Copy each line that contains the string "shirt", taking them from the material.

INFORMATION PROVIDED.
+ + + + + + +
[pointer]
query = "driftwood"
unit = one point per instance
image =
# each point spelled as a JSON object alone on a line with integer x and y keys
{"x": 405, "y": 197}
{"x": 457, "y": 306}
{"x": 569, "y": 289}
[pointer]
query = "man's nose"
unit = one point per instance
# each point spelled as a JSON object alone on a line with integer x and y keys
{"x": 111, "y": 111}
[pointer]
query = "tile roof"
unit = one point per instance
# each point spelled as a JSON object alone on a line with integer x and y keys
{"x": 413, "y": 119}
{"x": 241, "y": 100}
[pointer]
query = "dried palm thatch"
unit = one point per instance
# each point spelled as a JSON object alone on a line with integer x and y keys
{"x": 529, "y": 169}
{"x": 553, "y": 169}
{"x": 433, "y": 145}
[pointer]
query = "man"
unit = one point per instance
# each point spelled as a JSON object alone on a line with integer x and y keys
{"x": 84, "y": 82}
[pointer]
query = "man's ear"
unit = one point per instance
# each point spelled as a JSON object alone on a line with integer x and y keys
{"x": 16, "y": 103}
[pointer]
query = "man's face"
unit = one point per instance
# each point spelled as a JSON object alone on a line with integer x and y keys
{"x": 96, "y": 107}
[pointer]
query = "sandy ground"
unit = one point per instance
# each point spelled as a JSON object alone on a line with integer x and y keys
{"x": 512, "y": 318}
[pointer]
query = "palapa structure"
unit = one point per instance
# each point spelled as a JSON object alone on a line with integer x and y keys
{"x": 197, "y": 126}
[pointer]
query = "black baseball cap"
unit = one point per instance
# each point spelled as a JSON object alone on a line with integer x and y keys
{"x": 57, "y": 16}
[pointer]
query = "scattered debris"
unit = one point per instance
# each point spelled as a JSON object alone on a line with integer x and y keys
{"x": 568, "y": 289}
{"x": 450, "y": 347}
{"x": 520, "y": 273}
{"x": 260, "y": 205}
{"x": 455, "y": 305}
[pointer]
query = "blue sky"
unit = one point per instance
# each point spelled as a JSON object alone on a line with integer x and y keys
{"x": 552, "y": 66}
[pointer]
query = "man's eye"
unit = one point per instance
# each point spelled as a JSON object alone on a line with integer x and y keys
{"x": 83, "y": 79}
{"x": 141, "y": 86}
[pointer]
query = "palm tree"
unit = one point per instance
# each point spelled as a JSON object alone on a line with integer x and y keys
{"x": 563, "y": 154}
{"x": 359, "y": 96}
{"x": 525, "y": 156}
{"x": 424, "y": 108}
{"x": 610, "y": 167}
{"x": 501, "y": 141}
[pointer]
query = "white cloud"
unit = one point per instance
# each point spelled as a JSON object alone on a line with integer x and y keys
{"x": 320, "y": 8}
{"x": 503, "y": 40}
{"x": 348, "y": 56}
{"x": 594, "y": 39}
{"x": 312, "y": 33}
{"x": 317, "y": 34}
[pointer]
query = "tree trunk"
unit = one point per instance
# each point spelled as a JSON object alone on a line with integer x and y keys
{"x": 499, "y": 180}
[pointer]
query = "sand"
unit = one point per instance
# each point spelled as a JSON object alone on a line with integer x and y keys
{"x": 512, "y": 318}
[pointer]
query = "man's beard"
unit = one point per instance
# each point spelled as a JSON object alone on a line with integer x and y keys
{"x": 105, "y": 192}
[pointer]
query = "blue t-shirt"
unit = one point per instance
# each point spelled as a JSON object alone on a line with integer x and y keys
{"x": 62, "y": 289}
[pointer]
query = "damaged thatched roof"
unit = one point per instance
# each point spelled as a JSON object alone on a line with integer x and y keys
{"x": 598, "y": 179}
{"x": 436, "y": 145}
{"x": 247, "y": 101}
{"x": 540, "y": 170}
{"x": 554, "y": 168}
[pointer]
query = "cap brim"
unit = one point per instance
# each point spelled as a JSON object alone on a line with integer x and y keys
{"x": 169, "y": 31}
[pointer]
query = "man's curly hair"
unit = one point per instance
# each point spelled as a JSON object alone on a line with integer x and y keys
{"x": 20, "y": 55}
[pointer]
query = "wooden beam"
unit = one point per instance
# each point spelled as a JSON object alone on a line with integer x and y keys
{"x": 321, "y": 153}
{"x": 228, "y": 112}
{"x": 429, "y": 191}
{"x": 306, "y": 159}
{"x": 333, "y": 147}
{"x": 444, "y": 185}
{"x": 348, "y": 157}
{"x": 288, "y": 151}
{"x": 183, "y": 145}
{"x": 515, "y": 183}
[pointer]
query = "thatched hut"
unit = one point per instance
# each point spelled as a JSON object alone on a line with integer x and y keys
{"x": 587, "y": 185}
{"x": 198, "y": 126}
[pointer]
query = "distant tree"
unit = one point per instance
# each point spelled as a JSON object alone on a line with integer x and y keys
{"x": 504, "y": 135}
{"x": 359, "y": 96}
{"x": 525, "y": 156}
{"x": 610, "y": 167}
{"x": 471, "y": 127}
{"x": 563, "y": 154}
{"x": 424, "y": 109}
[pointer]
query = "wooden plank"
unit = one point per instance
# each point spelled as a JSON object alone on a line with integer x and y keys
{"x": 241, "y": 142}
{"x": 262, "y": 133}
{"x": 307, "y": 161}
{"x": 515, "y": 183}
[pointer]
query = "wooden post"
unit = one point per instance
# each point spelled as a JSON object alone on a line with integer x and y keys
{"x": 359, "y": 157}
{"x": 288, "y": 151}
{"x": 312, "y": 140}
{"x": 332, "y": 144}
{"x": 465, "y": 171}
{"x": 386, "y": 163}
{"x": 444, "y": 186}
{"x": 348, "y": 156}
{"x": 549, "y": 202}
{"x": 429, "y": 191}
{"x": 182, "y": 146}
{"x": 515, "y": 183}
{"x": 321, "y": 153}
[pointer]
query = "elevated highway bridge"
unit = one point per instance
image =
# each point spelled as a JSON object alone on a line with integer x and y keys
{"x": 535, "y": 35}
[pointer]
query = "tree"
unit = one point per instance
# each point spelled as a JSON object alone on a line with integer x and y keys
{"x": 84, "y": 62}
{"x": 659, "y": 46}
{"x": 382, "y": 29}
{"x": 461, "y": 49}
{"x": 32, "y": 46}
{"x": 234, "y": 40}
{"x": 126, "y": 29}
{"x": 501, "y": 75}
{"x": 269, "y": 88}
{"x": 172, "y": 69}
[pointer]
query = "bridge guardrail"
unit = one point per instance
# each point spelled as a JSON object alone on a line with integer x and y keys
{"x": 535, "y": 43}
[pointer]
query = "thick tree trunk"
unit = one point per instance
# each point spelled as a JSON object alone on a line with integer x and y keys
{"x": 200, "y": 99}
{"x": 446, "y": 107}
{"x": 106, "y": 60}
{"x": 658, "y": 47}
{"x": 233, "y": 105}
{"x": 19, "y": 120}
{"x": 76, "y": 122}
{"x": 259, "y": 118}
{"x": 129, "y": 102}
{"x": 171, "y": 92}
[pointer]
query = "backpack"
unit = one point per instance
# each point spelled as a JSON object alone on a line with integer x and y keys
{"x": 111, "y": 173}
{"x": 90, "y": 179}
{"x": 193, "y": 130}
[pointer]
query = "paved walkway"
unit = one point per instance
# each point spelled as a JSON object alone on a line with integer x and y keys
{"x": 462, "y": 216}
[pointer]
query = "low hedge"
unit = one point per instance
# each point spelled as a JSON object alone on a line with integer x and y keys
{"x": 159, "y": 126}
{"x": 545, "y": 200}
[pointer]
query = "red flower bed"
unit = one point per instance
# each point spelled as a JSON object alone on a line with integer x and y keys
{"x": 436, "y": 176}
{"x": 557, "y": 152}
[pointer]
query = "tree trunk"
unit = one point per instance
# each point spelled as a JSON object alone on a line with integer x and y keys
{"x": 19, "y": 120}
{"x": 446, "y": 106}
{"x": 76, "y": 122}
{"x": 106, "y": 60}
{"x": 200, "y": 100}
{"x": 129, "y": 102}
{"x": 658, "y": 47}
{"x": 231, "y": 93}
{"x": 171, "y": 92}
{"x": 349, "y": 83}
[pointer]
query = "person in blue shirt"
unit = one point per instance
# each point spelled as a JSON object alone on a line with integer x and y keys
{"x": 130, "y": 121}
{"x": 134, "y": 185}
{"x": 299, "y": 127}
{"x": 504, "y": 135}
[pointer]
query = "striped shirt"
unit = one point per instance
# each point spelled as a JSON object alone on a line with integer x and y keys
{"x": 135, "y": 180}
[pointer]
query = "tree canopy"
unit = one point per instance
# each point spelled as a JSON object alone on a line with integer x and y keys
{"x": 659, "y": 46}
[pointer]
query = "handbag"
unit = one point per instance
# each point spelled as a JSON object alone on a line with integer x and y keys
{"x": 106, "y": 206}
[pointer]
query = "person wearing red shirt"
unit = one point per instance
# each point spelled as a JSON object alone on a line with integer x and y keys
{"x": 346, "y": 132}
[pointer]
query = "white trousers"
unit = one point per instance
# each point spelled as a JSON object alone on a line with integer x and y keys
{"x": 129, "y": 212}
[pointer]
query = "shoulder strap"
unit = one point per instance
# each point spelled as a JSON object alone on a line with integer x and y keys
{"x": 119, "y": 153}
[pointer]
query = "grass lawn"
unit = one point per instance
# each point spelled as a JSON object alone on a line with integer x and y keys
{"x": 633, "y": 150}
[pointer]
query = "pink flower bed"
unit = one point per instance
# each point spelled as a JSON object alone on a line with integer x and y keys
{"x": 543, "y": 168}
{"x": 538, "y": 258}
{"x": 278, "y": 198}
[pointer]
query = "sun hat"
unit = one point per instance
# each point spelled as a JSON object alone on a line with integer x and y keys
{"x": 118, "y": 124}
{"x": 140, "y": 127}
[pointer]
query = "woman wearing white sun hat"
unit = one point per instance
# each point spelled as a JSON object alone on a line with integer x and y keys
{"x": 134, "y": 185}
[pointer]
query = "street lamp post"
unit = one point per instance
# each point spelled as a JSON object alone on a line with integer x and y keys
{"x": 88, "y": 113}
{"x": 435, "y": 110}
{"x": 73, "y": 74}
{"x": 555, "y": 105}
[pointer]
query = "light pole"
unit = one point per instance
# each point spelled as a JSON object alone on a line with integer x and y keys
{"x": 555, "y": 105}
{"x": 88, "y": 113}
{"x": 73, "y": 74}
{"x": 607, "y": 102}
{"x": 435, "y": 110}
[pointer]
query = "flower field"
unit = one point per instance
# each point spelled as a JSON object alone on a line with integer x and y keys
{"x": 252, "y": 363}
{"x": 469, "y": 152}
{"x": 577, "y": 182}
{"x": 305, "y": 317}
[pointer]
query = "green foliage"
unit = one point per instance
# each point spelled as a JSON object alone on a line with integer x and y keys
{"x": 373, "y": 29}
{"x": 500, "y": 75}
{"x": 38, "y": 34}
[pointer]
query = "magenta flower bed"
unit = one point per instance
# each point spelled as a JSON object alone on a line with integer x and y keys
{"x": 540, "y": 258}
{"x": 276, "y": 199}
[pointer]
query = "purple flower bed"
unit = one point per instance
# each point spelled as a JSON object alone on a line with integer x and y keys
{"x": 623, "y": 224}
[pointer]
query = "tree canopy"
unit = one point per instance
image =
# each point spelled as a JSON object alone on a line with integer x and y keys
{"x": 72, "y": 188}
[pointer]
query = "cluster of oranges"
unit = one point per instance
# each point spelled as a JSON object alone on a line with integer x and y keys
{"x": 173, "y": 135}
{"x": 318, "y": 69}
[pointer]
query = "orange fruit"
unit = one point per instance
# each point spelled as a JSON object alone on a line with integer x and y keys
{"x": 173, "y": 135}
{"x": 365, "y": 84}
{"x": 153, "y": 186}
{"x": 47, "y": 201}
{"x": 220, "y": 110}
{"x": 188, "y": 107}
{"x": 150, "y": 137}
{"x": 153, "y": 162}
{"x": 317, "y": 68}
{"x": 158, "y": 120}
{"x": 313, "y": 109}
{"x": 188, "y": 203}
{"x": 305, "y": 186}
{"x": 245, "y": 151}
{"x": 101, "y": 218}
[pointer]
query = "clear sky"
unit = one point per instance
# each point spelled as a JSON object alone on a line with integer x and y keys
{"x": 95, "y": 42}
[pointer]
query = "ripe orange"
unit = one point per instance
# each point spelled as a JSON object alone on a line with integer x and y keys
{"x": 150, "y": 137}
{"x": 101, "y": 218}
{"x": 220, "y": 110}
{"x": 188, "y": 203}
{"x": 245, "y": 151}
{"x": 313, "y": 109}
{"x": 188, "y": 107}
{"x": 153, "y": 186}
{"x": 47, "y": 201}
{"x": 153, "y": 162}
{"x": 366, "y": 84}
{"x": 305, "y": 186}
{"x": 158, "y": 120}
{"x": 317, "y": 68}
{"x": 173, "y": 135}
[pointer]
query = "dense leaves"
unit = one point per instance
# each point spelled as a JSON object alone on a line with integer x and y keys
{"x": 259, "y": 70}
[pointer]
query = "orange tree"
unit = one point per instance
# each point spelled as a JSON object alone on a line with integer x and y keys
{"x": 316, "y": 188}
+ + + + + + +
REPLY TO THE TASK.
query = "blue t-shirt"
query = "person in blue shirt"
query = "striped shirt"
query = "person wearing red shirt"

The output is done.